_Brano scelto_.
--
Lottare per la verità vuol dire lottare perché si verifichino condizioni sociali favorevoli all’instaurarsi di universi sociali sottoposti a regole». Così Pierre Bourdieu sintetizzò, in un libro-intervista, il fine del proprio impegno intellettuale in quanto sociologo e teorico dei fenomeni culturali. Uno dei contributi più rilevanti dell’opera di Bourdieu risiede nello studio attento e profondo di quegli ambiti della vita sociale degli individui in cui si danno le condizioni per instaurare e articolare relazioni interpersonali sottratte alla logica economicistica dello scambio e del commercio. Spazi in cui non viene mai presentata la possibilità di una irenica reciprocità tra i soggetti, ma dove ci si apre all’altro nella consapevolezza delle contraddizioni reali che pur connotano le relazioni gratuite e disinteressate.
La nuova edizione di Ragioni pratiche rappresenta uno strumento essenziale per la ricostruzione del vasto e articolato pensiero di uno dei maggiori sociologi europei del Novecento. Il merito di questa raccolta di saggi sta principalmente nel fornire una mappa della costellazione-Bourdieu: avendo sullo sfondo la sua idea di filosofia relazionale, in quanto metodologia di ricerca finalizzata all’emersione delle potenzialità inscritte nelle relazioni umane, il volume snoda e riannoda concetti come spazio sociale, capitale simbolico e habitus. Ne emerge un sistema sociologico capace di fornire strumenti interpretativi di straordinaria stringenza ed efficacia per la lettura delle società complesse contemporanee; è infatti evidente come le forme più sottili e pervasive di dominio non passino attraverso violenze e abusi da parte di precisi individui su altri, bensì attraverso quei processi di formazione dei significati e delle classificazioni sociali con cui definiamo e ci definiamo. In altre parole, le forme più incisive e occulte di dominio hanno a che fare con le concrezioni del potere simbolico.
Il presupposto imprescindibile da cui muovono tutte le ricerche di Bourdieu risiede nel dato di fatto che il reale è relazionale, ovvero che la realtà sociale coincide con il tessuto dei rapporti pratici e simbolici che gli individui instaurano tra di loro. La società, quindi, è configurabile come un insieme di spazi sociali o campi di potere. Alla luce di tale presupposto, le discipline della ricerca sociale non possono prendere le mosse da concezioni sostanzialiste degli interagenti; un individuo non è mai pienamente oggettivabile e riducibile alla determinazione conclusa di quelle specifiche qualità definitivamente esaurite nel nome proprio che gli viene attribuito. Alla verità del soggetto si giunge attraverso la realtà delle sue relazioni, o meglio, attraverso la raffigurazione dello spazio delle sue relazioni. Infatti «la nozione di spazio contiene, di per sé, il principio di una concezione relazionale del mondo sociale: afferma infatti che tutta la realtà da essa designata consiste nella mutua esteriorità degli elementi che la compongono» (45).
--
Elenco
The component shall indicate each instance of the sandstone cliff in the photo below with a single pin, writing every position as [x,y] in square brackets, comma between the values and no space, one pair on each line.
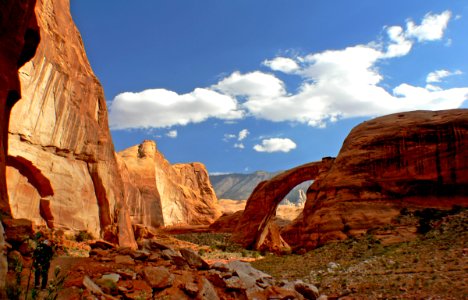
[240,186]
[413,159]
[162,194]
[59,137]
[19,36]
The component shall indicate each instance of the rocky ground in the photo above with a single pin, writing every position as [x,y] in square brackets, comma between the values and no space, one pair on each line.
[434,265]
[162,268]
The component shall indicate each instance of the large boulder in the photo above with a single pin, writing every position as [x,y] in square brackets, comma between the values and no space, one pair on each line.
[165,194]
[60,130]
[407,160]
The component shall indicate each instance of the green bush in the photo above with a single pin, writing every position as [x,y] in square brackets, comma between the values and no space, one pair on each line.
[83,235]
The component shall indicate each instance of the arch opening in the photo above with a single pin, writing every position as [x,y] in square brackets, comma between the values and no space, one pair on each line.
[255,229]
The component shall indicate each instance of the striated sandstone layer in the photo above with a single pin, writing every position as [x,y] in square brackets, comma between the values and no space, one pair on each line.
[407,160]
[161,194]
[60,130]
[19,36]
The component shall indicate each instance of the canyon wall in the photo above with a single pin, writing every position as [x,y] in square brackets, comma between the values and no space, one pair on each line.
[19,36]
[60,132]
[161,194]
[407,160]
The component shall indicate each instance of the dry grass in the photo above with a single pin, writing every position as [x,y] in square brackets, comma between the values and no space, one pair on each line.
[434,265]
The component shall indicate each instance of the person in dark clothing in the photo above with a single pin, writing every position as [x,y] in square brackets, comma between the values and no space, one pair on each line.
[41,263]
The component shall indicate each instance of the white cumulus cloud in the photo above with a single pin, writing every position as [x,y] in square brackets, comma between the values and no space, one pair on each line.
[242,134]
[438,75]
[275,145]
[334,84]
[163,108]
[432,27]
[239,145]
[172,134]
[282,64]
[256,83]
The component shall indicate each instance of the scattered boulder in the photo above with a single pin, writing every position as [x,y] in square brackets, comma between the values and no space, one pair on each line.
[158,277]
[190,288]
[17,230]
[207,291]
[101,244]
[124,260]
[193,259]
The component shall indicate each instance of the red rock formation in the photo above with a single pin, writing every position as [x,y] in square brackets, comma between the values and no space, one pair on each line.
[166,194]
[414,159]
[61,129]
[19,37]
[254,227]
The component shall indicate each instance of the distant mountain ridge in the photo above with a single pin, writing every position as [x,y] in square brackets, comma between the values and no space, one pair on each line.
[238,186]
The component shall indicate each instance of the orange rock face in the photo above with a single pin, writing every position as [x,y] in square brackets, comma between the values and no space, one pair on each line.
[18,39]
[162,194]
[61,129]
[254,226]
[414,159]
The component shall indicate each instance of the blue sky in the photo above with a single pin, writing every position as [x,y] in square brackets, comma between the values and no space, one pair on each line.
[251,85]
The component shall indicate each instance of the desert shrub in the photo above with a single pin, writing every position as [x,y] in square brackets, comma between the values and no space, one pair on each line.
[14,289]
[217,241]
[83,235]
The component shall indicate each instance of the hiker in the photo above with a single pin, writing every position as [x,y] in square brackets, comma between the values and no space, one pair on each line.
[41,263]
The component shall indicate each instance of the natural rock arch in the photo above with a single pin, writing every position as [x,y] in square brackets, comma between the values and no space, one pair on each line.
[32,173]
[262,203]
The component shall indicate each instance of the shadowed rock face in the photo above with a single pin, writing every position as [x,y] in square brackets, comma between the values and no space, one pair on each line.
[19,36]
[61,129]
[161,194]
[414,159]
[254,228]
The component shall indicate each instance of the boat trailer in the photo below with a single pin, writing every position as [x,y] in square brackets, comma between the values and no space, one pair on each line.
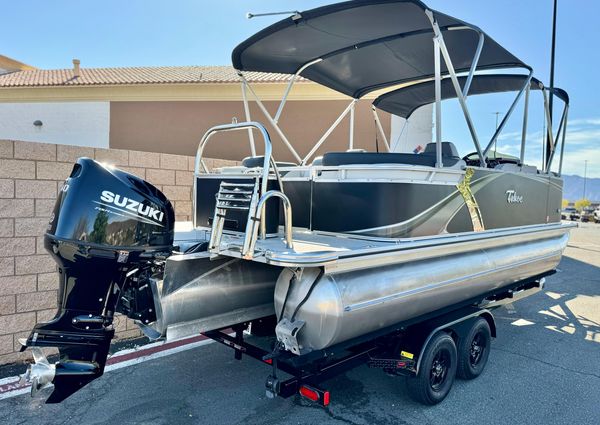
[404,349]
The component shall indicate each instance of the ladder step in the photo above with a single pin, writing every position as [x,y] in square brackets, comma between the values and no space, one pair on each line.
[236,192]
[227,199]
[223,184]
[232,207]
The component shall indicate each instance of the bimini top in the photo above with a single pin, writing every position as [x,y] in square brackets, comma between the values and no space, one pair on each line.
[365,45]
[404,101]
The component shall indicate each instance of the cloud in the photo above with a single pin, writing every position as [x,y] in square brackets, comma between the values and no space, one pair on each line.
[585,121]
[582,143]
[574,161]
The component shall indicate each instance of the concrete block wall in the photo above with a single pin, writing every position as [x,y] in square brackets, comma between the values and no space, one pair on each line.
[31,175]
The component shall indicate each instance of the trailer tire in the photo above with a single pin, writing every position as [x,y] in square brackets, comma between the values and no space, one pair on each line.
[436,372]
[474,350]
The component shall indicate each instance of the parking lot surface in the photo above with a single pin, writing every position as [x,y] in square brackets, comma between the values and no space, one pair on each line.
[544,368]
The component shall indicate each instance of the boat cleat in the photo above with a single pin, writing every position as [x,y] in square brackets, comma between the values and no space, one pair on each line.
[287,331]
[40,374]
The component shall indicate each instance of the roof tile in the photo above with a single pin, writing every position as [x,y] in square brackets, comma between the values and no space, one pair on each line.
[135,75]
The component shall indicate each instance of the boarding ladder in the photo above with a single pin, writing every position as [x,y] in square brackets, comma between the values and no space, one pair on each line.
[244,197]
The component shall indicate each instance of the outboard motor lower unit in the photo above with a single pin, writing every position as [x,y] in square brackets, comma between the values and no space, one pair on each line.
[109,231]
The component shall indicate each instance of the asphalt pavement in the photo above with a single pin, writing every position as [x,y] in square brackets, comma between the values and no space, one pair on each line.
[544,368]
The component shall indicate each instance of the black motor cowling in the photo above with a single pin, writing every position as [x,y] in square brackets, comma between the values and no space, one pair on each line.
[107,227]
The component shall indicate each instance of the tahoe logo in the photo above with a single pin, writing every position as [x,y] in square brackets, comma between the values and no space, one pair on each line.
[513,198]
[131,205]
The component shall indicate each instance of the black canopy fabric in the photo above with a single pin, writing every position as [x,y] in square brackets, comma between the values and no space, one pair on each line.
[366,45]
[404,101]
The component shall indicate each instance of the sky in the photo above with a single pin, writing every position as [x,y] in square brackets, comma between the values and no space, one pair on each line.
[114,33]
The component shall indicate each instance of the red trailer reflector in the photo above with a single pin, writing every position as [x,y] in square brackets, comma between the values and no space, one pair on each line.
[309,393]
[315,394]
[326,398]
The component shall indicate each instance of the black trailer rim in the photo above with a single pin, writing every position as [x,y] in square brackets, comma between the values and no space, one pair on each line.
[478,346]
[439,369]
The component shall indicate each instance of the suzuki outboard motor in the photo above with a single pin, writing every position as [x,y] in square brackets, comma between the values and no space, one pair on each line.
[109,232]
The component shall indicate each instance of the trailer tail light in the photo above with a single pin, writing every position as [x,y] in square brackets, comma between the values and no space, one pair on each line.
[315,394]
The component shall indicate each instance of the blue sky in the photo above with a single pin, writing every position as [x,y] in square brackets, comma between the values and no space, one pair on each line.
[48,34]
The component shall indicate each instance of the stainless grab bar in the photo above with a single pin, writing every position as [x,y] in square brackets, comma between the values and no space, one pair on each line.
[287,214]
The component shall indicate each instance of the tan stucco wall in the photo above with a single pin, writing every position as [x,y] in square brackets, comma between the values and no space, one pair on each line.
[177,126]
[31,175]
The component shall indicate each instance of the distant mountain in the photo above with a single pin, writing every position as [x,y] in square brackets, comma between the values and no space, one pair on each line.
[573,188]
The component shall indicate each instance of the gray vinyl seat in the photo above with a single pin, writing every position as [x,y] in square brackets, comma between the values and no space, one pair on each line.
[258,161]
[427,158]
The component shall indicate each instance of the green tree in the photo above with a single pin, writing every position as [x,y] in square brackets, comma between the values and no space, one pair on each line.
[582,203]
[98,235]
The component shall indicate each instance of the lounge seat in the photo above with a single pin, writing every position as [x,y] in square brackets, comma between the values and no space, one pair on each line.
[427,158]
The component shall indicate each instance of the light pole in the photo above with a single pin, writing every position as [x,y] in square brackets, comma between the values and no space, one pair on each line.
[496,140]
[584,177]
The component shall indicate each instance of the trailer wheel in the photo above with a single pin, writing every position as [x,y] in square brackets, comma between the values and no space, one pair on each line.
[474,350]
[436,372]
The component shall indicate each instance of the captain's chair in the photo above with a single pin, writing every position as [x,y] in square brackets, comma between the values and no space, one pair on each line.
[450,157]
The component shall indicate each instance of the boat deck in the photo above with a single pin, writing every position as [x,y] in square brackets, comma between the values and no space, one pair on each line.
[343,251]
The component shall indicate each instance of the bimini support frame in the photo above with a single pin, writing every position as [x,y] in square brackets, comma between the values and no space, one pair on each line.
[248,118]
[560,135]
[525,117]
[439,38]
[328,132]
[269,117]
[380,128]
[508,113]
[289,87]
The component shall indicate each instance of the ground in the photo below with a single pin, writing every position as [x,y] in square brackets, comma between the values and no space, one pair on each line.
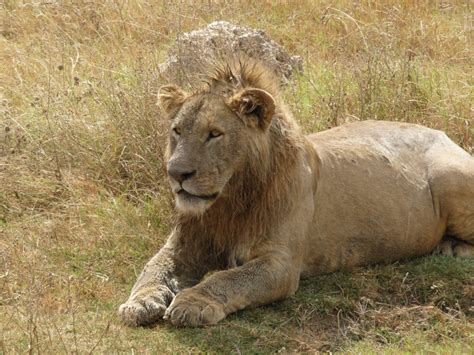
[84,202]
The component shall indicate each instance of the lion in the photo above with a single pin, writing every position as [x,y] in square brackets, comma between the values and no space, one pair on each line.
[259,205]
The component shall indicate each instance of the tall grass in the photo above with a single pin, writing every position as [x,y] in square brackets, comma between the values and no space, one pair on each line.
[84,202]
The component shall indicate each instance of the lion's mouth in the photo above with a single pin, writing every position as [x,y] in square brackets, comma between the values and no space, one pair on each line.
[187,195]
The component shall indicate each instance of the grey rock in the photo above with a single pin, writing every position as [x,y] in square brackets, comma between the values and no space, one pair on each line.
[194,51]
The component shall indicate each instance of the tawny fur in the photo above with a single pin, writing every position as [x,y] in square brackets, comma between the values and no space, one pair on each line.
[261,205]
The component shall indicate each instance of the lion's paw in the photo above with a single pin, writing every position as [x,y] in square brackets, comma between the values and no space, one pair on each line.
[193,309]
[144,309]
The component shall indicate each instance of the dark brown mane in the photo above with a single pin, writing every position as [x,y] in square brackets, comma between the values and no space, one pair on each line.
[259,193]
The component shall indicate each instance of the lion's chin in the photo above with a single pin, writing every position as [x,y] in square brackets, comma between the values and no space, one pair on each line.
[187,203]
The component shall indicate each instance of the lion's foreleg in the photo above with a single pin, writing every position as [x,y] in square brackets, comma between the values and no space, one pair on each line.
[161,279]
[258,282]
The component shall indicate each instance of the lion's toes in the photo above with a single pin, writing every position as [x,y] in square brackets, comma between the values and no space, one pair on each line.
[463,250]
[143,311]
[455,247]
[191,309]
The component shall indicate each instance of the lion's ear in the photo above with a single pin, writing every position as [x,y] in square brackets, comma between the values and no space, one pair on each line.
[170,98]
[257,105]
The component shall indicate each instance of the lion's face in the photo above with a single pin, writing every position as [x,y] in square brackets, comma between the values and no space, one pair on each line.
[208,142]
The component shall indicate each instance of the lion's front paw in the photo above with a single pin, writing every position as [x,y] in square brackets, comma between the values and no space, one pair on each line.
[145,308]
[191,308]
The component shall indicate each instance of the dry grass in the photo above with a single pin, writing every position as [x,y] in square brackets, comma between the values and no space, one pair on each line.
[83,201]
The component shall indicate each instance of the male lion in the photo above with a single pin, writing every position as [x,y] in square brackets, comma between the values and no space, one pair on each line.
[263,205]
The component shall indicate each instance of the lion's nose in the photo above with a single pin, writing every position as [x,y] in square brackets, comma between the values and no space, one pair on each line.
[180,174]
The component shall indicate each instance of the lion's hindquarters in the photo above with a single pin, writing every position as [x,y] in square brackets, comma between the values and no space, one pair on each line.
[452,178]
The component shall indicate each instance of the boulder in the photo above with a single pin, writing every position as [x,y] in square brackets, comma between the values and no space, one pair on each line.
[193,51]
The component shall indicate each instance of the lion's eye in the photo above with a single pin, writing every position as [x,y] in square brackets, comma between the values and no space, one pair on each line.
[214,134]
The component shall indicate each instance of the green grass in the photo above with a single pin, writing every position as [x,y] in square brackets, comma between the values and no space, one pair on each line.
[84,202]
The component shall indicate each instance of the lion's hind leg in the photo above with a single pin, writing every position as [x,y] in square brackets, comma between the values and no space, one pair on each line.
[452,180]
[454,247]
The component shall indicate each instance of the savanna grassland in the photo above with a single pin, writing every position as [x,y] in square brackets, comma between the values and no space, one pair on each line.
[84,202]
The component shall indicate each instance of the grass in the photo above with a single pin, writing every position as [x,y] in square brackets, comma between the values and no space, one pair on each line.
[84,202]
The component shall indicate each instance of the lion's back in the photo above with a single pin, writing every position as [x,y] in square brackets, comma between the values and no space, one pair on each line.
[374,199]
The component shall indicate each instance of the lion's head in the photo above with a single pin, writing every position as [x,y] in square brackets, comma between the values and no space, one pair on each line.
[214,131]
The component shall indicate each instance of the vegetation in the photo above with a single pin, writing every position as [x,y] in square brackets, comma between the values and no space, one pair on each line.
[84,202]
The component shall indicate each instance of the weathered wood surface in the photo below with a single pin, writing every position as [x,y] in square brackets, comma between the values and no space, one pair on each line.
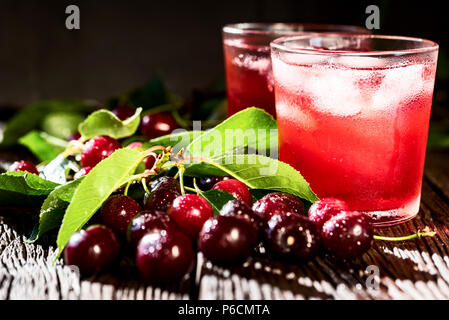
[417,269]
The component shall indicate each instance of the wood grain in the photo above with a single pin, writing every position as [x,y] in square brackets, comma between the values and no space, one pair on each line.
[417,269]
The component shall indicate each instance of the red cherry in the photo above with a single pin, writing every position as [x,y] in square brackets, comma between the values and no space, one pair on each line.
[135,145]
[238,189]
[292,237]
[348,234]
[157,124]
[24,166]
[124,112]
[277,203]
[164,256]
[118,211]
[148,222]
[190,211]
[92,250]
[97,149]
[227,239]
[324,209]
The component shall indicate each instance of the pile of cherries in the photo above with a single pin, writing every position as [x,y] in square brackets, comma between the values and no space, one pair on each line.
[163,228]
[164,231]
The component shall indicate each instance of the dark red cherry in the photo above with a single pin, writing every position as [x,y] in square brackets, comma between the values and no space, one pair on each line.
[82,172]
[324,209]
[277,203]
[124,112]
[97,149]
[157,124]
[227,240]
[190,211]
[160,200]
[24,166]
[148,222]
[208,182]
[92,250]
[167,183]
[348,234]
[164,256]
[292,237]
[241,210]
[134,145]
[118,211]
[238,189]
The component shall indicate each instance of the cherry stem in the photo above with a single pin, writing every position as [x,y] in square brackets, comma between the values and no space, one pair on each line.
[144,185]
[425,233]
[222,168]
[181,170]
--
_Cosa fare_.
(1) Stabilisci se le affermazioni (a), (b) e (c) concordano con il brano su Bourdieu. Per ciascuna rispondi sì o no e cita tra virgolette le parole del brano che lo decidono. (a) La nuova edizione di Ragioni pratiche è una raccolta di saggi. (b) Le forme più sottili di dominio passano soprattutto attraverso violenze e abusi di precisi individui su altri. (c) La società è configurabile come un insieme di spazi sociali o campi di potere.
(2) Individua nell'elenco ogni riga che contiene la parola "outboard" e ricopiala.

_Risposte in ordine_.
(1)
(a) Sì: «Il merito di questa raccolta di saggi sta principalmente nel fornire una mappa della costellazione-Bourdieu».
(b) No: «le forme più sottili e pervasive di dominio non passino attraverso violenze e abusi da parte di precisi individui su altri, bensì attraverso quei processi di formazione dei significati e delle classificazioni sociali con cui definiamo e ci definiamo».
(c) Sì: «La società, quindi, è configurabile come un insieme di spazi sociali o campi di potere».

(2)
The component shall indicate each instance of the outboard motor lower unit in the photo above with a single pin, writing every position as [x,y] in square brackets, comma between the values and no space, one pair on each line.
The component shall indicate each instance of the suzuki outboard motor in the photo above with a single pin, writing every position as [x,y] in square brackets, comma between the values and no space, one pair on each line.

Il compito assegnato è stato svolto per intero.